» **Extrait à lire**:
*****
Suite à la fuite du milicien, un dispositif de protection est installé en avant de Vira, pendant que l’état-major prépare le déplacement du maquis sur des positions plus éloignées…

 

Le 9 juin : 1ère attaque allemande

Cette journée débute par l’attaque des gendarmeries de Rieucros, Mirepoix et Lavelanet pour récupérer des armes.

En début d’après-midi, les trois sentinelles placées en avant du village, près de l’embranchement de la route de Calzan, voient arriver une colonne allemande venue de Toulouse. Elles tirent pour donner l’alerte. Une sentinelle, Jean-Jacques Neuville, est blessée et prise par les Allemands. On ne la revoit plus. Une deuxième sentinelle, Paul Balasc se fait tuer en fuyant. Le troisième maquisard réussit à fuir. Entendant les coups de feu, les servants de la mitrailleuse située au sud, sur une hauteur, déclenchent le feu, mais la mitrailleuse s’enraye. Un des servants se sauve à temps. Les deux autres sont tués : Fernand Roubichou et Raoul Bonnafous. Une jeune fille, Emilienne Authié, et son grand-père, qui se trouvaient dans un champ voisin, perdent la vie.
*****
» **Données fournies**:
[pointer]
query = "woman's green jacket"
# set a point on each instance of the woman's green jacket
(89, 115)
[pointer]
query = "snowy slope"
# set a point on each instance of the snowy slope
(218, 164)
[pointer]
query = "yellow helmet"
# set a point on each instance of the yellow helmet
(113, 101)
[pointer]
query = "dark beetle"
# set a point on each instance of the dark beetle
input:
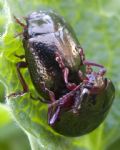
(79, 98)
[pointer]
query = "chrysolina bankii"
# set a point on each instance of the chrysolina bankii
(78, 96)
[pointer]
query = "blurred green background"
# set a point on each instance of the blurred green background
(97, 25)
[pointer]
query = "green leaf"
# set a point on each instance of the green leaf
(96, 23)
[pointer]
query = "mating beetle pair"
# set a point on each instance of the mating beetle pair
(78, 97)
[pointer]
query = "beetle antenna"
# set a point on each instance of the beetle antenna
(19, 22)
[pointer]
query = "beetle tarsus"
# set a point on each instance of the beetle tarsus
(19, 66)
(19, 22)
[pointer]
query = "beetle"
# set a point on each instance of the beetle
(78, 97)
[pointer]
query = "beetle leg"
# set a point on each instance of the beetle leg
(50, 93)
(54, 118)
(40, 99)
(80, 96)
(19, 56)
(19, 22)
(102, 70)
(19, 66)
(65, 72)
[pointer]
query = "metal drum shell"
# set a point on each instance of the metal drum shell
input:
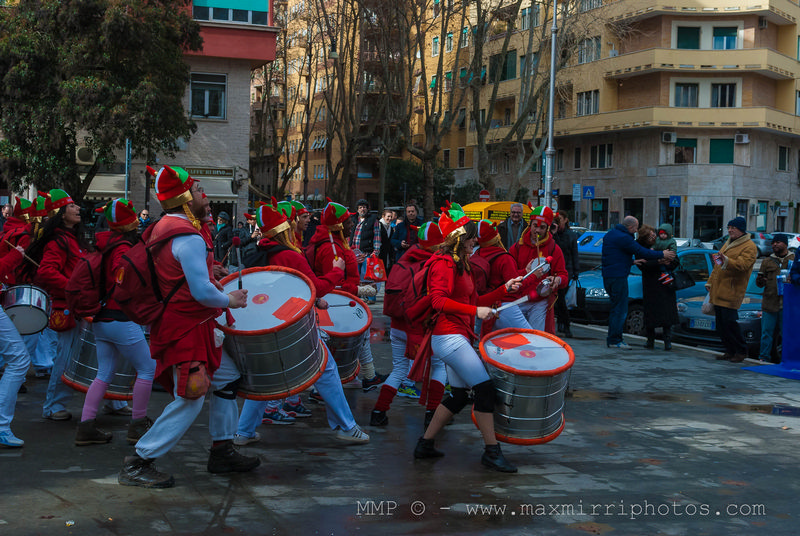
(81, 369)
(28, 307)
(279, 361)
(345, 347)
(529, 408)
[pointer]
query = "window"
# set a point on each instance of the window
(724, 38)
(723, 95)
(720, 151)
(589, 50)
(686, 95)
(208, 95)
(600, 156)
(783, 158)
(588, 102)
(686, 150)
(688, 37)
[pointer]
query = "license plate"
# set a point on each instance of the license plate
(702, 323)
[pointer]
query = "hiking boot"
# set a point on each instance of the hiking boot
(493, 459)
(138, 471)
(225, 458)
(137, 428)
(89, 434)
(378, 418)
(425, 449)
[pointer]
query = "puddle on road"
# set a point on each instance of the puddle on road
(688, 398)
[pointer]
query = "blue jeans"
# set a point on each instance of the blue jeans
(617, 288)
(770, 327)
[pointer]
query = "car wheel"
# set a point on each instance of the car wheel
(634, 324)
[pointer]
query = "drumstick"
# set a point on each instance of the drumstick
(23, 255)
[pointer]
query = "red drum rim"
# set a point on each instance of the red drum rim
(83, 389)
(525, 441)
(359, 302)
(302, 314)
(294, 390)
(518, 372)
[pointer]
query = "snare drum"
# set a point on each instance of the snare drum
(28, 308)
(274, 341)
(348, 328)
(530, 370)
(81, 370)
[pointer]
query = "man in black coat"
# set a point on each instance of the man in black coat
(568, 242)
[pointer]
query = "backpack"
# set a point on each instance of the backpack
(87, 290)
(137, 291)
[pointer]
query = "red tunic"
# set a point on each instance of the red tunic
(185, 332)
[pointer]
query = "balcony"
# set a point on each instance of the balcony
(763, 61)
(778, 12)
(665, 116)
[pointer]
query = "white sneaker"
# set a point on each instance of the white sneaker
(356, 435)
(240, 440)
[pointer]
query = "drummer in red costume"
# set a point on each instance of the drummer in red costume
(453, 296)
(328, 243)
(277, 249)
(404, 335)
(534, 246)
(190, 361)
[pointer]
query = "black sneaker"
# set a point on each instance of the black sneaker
(225, 458)
(137, 471)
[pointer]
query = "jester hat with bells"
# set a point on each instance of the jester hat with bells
(120, 214)
(174, 189)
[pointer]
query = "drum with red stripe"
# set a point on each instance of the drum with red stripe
(530, 370)
(274, 341)
(346, 321)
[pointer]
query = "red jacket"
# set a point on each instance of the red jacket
(455, 298)
(321, 251)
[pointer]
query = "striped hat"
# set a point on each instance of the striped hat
(120, 214)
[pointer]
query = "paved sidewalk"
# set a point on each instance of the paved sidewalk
(655, 443)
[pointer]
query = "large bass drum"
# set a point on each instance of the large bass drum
(530, 370)
(274, 341)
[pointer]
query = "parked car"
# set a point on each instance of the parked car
(594, 303)
(590, 249)
(763, 242)
(699, 329)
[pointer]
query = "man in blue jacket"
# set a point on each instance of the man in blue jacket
(619, 247)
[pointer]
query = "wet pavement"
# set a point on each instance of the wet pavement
(655, 442)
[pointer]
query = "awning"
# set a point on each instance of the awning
(217, 188)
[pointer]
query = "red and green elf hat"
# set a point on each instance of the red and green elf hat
(271, 220)
(452, 222)
(487, 232)
(287, 207)
(120, 214)
(22, 208)
(173, 185)
(541, 215)
(58, 198)
(334, 214)
(429, 235)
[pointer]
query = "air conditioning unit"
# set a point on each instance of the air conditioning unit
(84, 156)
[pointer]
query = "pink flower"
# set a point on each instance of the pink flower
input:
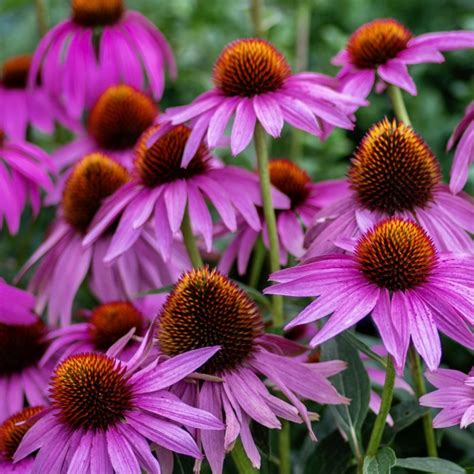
(253, 81)
(463, 136)
(393, 173)
(21, 375)
(455, 397)
(65, 263)
(306, 199)
(397, 274)
(24, 171)
(25, 107)
(385, 47)
(161, 191)
(81, 432)
(76, 66)
(204, 308)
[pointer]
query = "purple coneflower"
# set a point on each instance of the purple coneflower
(305, 197)
(104, 326)
(253, 80)
(16, 305)
(162, 190)
(66, 263)
(12, 431)
(24, 171)
(83, 432)
(385, 47)
(25, 107)
(206, 308)
(463, 135)
(100, 45)
(394, 173)
(455, 397)
(21, 376)
(396, 273)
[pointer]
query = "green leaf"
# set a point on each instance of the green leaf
(382, 463)
(353, 383)
(433, 465)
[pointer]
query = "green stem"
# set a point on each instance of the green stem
(398, 104)
(190, 241)
(284, 448)
(256, 7)
(259, 253)
(420, 389)
(269, 214)
(380, 421)
(241, 461)
(41, 17)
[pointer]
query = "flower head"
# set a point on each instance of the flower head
(162, 189)
(205, 307)
(454, 395)
(102, 416)
(386, 47)
(253, 80)
(393, 172)
(395, 272)
(23, 107)
(102, 44)
(65, 263)
(24, 169)
(463, 136)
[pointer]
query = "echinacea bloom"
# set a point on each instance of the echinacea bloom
(21, 376)
(65, 263)
(100, 45)
(253, 81)
(16, 305)
(162, 190)
(396, 273)
(20, 106)
(12, 431)
(463, 136)
(384, 48)
(104, 326)
(206, 308)
(24, 171)
(455, 397)
(305, 198)
(110, 433)
(393, 173)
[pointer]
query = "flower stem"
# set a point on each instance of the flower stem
(41, 17)
(269, 214)
(420, 389)
(387, 395)
(190, 241)
(241, 461)
(398, 104)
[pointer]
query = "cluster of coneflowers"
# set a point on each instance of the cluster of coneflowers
(141, 199)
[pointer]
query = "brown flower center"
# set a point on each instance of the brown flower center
(90, 391)
(91, 13)
(21, 346)
(205, 309)
(120, 116)
(161, 162)
(93, 179)
(290, 179)
(249, 67)
(376, 42)
(393, 169)
(15, 72)
(11, 432)
(396, 254)
(111, 321)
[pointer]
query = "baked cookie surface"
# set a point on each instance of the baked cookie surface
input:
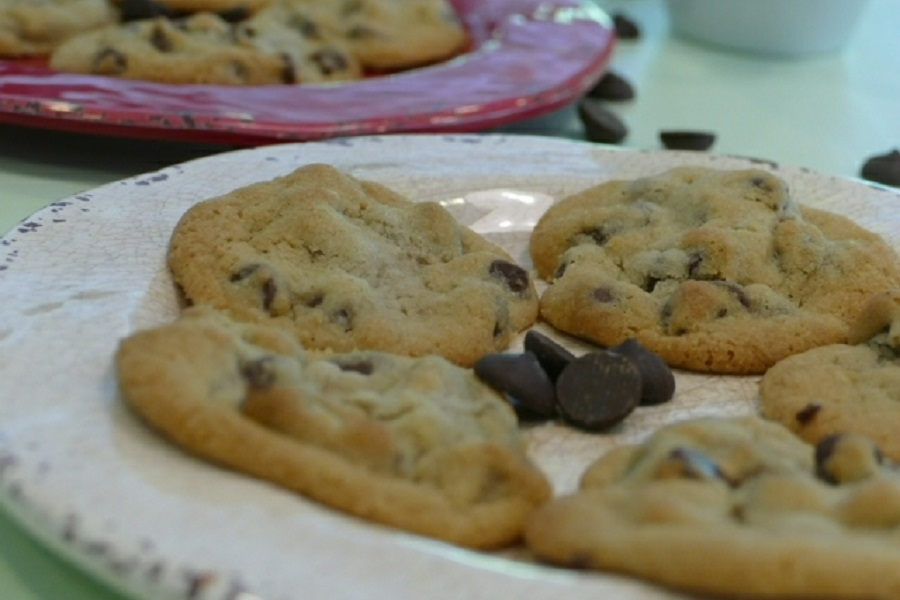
(418, 444)
(35, 27)
(853, 387)
(716, 271)
(349, 264)
(205, 48)
(736, 507)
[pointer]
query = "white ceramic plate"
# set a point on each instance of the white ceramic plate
(88, 479)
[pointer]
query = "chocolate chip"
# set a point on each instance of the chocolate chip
(522, 379)
(598, 390)
(515, 277)
(600, 124)
(690, 463)
(808, 413)
(356, 365)
(552, 356)
(260, 373)
(109, 61)
(657, 380)
(612, 86)
(687, 140)
(884, 168)
(625, 26)
(329, 61)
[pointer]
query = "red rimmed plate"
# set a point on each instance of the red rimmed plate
(529, 57)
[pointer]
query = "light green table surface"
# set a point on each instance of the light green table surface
(824, 113)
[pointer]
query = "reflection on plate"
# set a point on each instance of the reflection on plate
(529, 57)
(84, 476)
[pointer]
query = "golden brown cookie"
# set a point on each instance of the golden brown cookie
(35, 27)
(717, 271)
(419, 444)
(734, 508)
(839, 388)
(347, 264)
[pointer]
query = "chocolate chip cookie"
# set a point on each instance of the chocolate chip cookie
(348, 264)
(853, 387)
(205, 48)
(734, 507)
(35, 27)
(414, 443)
(716, 271)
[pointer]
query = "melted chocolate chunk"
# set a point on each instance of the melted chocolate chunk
(522, 379)
(612, 86)
(626, 28)
(515, 277)
(687, 140)
(657, 379)
(598, 390)
(883, 168)
(808, 413)
(600, 124)
(552, 356)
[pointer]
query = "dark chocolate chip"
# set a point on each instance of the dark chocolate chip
(612, 86)
(884, 168)
(259, 373)
(657, 380)
(109, 61)
(356, 365)
(515, 277)
(626, 28)
(687, 140)
(598, 390)
(600, 124)
(522, 379)
(808, 413)
(134, 10)
(552, 356)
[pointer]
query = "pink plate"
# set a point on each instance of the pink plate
(528, 57)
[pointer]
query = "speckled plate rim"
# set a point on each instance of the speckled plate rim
(90, 481)
(528, 57)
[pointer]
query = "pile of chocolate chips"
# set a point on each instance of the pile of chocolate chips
(594, 391)
(603, 126)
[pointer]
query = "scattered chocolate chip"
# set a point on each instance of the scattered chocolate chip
(600, 124)
(657, 380)
(626, 28)
(522, 379)
(358, 365)
(687, 140)
(598, 390)
(259, 373)
(515, 277)
(612, 86)
(808, 413)
(552, 356)
(884, 168)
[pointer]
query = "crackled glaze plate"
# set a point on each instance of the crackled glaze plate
(528, 57)
(88, 479)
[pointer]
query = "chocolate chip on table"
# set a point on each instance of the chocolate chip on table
(687, 140)
(598, 390)
(626, 28)
(552, 356)
(600, 124)
(611, 86)
(883, 168)
(522, 380)
(657, 380)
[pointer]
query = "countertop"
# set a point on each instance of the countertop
(824, 113)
*****
» **Consignes de l'exercice**:
• A. Selon le récit de l'attaque allemande du 9 juin à Vira, quelles gendarmeries les maquisards attaquent-ils pour récupérer des armes ?
• B. Prolongez le récit de l'attaque allemande du 9 juin à Vira après sa dernière phrase.

» **Réponses attendues**:
• A. Les gendarmeries de Rieucros, Mirepoix et Lavelanet.

• B.
Il y a deux versions de la mort des trois sentinelles.  Selon la première, Raoul Bonnafous fut tué d’un coup de revolver dans la nuque. On retrouva son corps le lendemain à l’endroit où se trouvait la mitrailleuse que les Allemands amenèrent avec eux. Paul Balasc, blessé, fut fait prisonnier. Il fut achevé sur le bord de la route à l’entrée du village de Vira. Quant à Roubichou, son corps fut retrouvé une semaine plus tard au milieu de broussailles (Aimé Gos in Nadouce, op. cit., 2008, p. 29). 

 

Mais Bénito Pérez, qui participa au combat, affirma cependant dans son témoignage (in Nadouce, op. cit., p. 58), que deux ou trois Allemands « attaquèrent les trois tireurs à l’arme automatique à bout portant à la grenade ; ils furent tués sur place. Les servants de la pièce furent magnifiques et se battirent jusqu’à leur dernière minute ».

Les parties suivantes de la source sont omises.